### AIM OF THE EXERCISE
Return exactly the lines below, starting with the one that has "Input query: railing" and going on through the one that has "Input query: tree".

————

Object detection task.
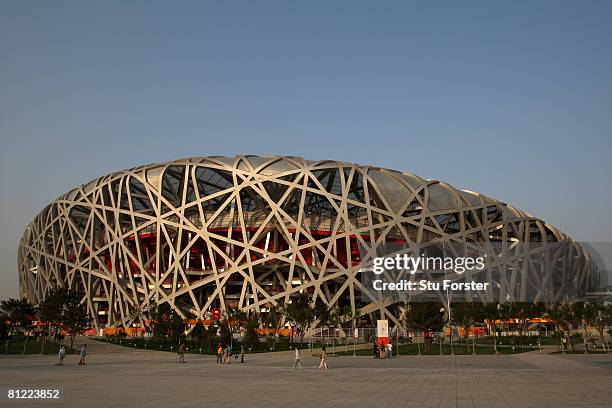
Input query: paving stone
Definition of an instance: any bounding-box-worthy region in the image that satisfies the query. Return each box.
[0,339,610,408]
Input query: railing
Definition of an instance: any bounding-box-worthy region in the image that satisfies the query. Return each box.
[2,337,74,355]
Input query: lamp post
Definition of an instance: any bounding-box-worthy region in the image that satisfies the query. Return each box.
[132,322,138,343]
[353,324,357,357]
[449,308,454,356]
[442,241,454,356]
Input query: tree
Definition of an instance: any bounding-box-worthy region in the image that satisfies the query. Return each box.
[591,303,612,352]
[191,321,207,349]
[339,305,356,330]
[0,312,9,340]
[451,302,482,343]
[264,302,286,351]
[322,305,355,343]
[219,307,245,347]
[219,323,232,345]
[128,304,147,338]
[167,309,186,342]
[312,303,336,343]
[0,298,35,337]
[549,302,577,351]
[482,303,499,335]
[513,302,546,346]
[37,288,67,340]
[573,302,593,350]
[148,302,169,339]
[401,302,444,352]
[313,302,333,328]
[149,302,185,341]
[284,293,316,346]
[496,302,513,336]
[242,313,260,351]
[481,303,503,353]
[62,290,91,348]
[35,289,91,347]
[189,321,217,352]
[204,324,217,352]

————

### COMPLETED TASK
Input query: railing
Definition of an instance: any bounding-box-worthy region in the image that satisfies the query. Return each box.
[2,337,74,355]
Input query: lamp post
Definition of an instance: any bounding-box-worthy region in the image that satisfies the query. Return each box.
[132,322,138,343]
[353,324,357,357]
[449,308,454,356]
[442,241,454,356]
Input query: tree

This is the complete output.